**Parts of the exercise**
A – List the clinical signs of botulism that the passage on botulism in cows gives.
B – Carry on the passage on botulism in cows from its final sentence.

Botulism is caused by the bacteria Clostridium botulinum. It is present in the environment in the form of spores. In anaerobic conditions (no oxygen), these spores germinate into living bacteria that produce a neurotoxin. When cows ingest this neurotoxin* it travels to nerve endings and blocks the release of the neurotransmitter Acetylcholine. This results in flaccid paralysis of muscles.

* NB. This is the same neurotoxin that is used in Botox injections to eliminate wrinkles

How bad can botulism be?

The clinical signs of botulism are progressive paralysis and recumbency, with death from respiratory failure. With high levels of toxin, signs are seen within 12‒24 hours, with low doses 7‒20 days. Treatment of affected animals is rarely successful.

Most cases of botulism are due to contamination of cows’ feed or water with rotting vegetable or animal matter. If many animals are exposed to the toxin, the results can be catastrophic, with tens or hundreds of animals affected. Whole dairy herds have been lost to botulism.

**Region pointing data**

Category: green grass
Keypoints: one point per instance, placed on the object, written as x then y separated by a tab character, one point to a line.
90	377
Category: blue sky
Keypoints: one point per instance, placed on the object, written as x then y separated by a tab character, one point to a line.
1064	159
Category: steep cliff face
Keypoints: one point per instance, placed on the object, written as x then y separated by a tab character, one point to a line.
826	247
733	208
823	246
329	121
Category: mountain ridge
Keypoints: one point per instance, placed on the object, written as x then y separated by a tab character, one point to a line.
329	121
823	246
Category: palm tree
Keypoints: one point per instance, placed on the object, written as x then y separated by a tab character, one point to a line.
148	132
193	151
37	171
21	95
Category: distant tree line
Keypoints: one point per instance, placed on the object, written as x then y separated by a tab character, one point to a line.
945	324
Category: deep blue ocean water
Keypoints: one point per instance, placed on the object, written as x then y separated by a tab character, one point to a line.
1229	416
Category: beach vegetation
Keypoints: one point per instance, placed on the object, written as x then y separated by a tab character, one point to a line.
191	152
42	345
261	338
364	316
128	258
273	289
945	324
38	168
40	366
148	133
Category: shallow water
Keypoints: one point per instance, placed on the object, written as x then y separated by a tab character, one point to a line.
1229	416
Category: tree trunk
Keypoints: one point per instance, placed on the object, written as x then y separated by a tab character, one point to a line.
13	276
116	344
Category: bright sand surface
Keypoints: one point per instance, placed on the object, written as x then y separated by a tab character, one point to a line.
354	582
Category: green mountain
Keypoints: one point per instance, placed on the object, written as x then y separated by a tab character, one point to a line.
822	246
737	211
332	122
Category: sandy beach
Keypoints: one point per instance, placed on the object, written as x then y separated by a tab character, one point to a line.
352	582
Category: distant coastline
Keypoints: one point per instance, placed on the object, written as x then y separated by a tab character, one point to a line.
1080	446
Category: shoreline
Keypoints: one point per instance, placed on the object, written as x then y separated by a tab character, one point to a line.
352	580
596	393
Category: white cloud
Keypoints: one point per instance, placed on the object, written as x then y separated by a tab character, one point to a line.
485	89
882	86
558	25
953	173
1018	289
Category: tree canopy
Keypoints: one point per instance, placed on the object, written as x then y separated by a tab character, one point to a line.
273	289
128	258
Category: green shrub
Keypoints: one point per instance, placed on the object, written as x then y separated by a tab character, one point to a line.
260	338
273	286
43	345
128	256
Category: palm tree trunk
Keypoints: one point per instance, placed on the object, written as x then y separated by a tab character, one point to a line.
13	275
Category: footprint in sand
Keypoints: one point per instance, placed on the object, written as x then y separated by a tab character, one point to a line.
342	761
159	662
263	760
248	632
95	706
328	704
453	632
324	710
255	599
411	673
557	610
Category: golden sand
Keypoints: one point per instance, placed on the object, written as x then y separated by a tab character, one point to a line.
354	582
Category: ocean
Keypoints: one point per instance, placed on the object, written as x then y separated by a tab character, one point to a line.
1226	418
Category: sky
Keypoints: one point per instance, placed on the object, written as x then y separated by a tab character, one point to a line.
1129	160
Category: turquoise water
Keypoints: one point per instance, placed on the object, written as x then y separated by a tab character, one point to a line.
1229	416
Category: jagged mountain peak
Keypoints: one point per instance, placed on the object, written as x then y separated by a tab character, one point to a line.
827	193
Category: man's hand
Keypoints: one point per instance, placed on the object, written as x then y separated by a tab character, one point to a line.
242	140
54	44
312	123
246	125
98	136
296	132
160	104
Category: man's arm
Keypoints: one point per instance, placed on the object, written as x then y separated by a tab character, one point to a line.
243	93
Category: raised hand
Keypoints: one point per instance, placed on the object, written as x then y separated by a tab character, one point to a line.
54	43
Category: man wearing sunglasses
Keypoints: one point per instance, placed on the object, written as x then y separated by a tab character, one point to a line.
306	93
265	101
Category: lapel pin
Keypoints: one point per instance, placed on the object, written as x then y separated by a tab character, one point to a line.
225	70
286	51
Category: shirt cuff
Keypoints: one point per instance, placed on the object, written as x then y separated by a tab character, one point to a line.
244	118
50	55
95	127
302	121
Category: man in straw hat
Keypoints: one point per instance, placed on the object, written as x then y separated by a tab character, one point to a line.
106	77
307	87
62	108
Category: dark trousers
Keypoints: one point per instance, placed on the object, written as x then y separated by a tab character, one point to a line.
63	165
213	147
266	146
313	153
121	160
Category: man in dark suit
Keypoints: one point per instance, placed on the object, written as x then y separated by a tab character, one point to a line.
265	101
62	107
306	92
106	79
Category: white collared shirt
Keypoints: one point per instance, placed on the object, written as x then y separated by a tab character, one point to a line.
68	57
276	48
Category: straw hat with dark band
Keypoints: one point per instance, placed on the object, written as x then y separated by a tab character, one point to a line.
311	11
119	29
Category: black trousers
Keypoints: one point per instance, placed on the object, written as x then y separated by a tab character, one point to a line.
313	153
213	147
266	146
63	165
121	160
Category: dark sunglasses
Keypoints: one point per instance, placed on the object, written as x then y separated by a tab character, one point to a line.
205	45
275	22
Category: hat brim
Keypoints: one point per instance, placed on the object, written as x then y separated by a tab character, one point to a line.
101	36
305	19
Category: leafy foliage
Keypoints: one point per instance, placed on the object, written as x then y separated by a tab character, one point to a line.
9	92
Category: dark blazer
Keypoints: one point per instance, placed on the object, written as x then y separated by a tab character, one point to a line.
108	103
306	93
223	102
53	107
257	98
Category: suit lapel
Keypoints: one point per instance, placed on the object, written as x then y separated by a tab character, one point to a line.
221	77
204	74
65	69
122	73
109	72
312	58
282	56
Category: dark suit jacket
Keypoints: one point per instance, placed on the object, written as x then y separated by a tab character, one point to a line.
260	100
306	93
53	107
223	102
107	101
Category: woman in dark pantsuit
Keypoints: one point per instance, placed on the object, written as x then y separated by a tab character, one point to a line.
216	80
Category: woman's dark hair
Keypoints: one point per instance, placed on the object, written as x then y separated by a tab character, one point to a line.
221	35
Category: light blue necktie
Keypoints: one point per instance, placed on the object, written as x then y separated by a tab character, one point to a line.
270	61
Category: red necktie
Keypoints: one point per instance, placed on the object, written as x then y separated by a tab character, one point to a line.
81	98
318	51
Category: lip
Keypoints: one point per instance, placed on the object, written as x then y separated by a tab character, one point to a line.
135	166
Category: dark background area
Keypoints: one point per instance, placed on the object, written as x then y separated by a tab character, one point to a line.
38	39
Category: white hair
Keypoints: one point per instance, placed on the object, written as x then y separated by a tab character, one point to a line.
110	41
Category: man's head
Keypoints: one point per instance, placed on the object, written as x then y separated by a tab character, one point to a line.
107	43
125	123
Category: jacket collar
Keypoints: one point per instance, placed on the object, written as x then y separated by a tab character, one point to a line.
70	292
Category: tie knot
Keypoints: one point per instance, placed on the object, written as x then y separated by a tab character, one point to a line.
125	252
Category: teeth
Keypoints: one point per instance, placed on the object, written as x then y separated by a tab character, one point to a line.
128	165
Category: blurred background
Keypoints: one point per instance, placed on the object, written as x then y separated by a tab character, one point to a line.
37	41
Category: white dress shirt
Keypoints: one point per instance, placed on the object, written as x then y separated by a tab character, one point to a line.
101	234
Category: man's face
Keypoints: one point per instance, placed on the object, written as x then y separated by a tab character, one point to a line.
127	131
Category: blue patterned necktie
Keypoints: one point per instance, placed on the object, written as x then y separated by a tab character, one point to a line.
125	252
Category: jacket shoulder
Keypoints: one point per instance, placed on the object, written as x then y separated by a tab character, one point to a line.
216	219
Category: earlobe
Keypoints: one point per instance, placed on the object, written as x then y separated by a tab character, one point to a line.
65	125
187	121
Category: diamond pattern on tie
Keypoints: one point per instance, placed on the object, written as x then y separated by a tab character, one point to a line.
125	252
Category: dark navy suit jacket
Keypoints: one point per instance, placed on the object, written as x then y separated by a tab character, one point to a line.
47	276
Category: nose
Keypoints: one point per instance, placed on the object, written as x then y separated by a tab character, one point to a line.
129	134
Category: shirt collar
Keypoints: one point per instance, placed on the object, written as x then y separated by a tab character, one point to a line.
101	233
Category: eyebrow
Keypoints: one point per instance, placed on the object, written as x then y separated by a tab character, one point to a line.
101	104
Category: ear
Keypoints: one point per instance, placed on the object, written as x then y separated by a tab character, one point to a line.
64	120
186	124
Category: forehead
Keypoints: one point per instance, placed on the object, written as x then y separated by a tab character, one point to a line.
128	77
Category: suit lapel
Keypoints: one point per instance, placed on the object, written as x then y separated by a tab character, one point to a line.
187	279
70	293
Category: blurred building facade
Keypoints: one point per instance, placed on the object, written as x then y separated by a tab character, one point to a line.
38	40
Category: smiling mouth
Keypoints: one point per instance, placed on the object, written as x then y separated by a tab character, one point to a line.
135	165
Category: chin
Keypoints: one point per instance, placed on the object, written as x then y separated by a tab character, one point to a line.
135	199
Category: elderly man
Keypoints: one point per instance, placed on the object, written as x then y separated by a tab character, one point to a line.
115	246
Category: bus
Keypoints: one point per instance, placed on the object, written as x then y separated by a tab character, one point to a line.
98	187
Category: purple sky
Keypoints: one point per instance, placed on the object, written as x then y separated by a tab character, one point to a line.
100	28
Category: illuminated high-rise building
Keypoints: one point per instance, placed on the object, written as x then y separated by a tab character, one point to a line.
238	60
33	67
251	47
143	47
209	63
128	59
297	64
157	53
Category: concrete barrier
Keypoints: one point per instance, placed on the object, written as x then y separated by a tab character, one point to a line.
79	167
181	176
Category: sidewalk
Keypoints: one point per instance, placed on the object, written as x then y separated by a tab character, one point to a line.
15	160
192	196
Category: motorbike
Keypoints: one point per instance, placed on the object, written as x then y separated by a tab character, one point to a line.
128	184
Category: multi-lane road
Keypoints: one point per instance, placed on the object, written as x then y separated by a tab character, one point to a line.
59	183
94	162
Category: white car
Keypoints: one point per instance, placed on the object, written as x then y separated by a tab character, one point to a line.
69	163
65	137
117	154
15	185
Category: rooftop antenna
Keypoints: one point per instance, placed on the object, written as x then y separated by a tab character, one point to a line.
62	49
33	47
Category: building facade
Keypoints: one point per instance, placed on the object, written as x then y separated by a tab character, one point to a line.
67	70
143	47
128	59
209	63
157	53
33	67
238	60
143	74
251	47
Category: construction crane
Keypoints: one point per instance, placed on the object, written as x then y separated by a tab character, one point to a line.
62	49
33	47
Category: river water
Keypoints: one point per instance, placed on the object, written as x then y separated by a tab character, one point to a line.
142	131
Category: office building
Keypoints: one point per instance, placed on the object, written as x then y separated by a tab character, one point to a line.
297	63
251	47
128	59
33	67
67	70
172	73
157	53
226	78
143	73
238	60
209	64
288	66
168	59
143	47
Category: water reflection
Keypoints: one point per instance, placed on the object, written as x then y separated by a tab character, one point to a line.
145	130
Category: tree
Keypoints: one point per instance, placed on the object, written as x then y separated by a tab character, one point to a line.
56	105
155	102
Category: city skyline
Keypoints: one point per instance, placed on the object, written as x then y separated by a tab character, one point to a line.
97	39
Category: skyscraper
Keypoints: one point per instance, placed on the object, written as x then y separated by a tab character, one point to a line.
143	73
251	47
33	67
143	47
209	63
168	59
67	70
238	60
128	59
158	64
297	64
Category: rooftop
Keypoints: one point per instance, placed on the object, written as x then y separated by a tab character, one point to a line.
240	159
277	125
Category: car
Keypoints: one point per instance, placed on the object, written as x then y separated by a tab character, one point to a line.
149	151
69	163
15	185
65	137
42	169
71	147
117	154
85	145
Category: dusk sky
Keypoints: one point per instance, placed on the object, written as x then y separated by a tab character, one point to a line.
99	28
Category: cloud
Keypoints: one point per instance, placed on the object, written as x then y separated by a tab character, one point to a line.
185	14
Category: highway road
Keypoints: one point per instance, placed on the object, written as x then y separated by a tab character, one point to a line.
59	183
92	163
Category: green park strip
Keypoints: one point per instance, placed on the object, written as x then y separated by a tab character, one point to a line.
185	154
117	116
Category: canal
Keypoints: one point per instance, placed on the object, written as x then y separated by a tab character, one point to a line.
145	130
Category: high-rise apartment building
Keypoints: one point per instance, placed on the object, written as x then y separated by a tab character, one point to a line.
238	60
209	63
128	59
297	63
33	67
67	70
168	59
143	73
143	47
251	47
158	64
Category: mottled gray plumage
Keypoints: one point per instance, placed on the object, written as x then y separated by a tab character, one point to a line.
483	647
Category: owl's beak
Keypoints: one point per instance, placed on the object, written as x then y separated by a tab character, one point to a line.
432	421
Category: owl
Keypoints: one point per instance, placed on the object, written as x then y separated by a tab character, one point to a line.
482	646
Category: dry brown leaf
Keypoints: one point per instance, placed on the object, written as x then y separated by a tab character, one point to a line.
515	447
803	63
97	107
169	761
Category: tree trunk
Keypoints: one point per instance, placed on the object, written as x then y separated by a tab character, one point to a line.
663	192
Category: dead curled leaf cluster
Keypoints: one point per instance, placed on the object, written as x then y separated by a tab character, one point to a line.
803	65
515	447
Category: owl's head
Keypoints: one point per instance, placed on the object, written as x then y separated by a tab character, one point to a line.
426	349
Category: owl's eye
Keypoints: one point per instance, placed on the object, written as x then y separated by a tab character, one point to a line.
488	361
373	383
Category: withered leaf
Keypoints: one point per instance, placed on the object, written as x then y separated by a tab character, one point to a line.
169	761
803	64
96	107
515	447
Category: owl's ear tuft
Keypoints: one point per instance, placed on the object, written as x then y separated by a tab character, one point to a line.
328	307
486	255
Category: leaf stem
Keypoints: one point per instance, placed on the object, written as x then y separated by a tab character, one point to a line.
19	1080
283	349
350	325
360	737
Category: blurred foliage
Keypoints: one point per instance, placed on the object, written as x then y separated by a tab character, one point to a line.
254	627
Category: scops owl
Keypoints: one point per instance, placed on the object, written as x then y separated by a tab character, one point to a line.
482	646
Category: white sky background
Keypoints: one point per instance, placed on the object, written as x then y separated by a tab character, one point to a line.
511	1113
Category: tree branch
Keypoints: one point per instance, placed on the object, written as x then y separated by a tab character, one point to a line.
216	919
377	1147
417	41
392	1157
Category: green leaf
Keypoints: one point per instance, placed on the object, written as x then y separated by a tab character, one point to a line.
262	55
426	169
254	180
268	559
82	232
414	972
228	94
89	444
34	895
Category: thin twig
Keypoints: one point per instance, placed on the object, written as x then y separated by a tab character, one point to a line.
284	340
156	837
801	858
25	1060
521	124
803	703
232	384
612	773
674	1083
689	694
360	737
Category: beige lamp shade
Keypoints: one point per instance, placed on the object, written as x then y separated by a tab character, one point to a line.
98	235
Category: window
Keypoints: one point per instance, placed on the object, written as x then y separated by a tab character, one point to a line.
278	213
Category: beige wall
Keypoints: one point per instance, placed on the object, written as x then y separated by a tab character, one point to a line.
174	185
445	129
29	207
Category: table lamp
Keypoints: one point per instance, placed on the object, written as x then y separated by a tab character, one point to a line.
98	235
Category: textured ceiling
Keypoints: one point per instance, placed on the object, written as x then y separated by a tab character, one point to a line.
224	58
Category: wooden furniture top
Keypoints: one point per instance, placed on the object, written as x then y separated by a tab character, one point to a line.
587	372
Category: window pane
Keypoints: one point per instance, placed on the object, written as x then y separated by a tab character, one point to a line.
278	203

**Exercise results**
A – Progressive paralysis, recumbency, death from respiratory failure

B –
In what scenarios is botulism seen?

The most common scenarios for milking herds include:

  • Dead animals (e.g. possums, mice, snakes) in grain, hay, or silage. Pitted silage is of highest risk as the toxin can spread through the stack
  • Rotting, high moisture feeds such brewer’s grains
  • Poorly produced silage that rots rather than ferments (the acidic environment of good silage kills botulism)
  • Mixed rations are high risk as toxin can be distributed throughout the whole mix as opposed to being contained in isolated areas of feed

These photos show the location of a dead cat in a wheat silo.
17 animals died after being fed contaminated wheat flour.

Other scenarios include:

  • Using poultry litter as a fertilizer
  • Accessible carcass disposal areas on farm
  • Phosphorous deficiency (which is what is common in
    beef cattle in Northern Australia). Animals chew bones to fulfil their need for phosphorous and ingest scraps of attached meat (a gram of dried flesh may contain enough botulinum toxin to kill a cow)

How can botulism be prevented?

Management practices during silage making, and management of mixed rations are important:

  • No dead animals baled up or harvested with silage or hay
  • Minimize soil and manure contamination of hays, silages etc.
  • Make good silage! (good compaction and sealing to ensure that fermentation takes place)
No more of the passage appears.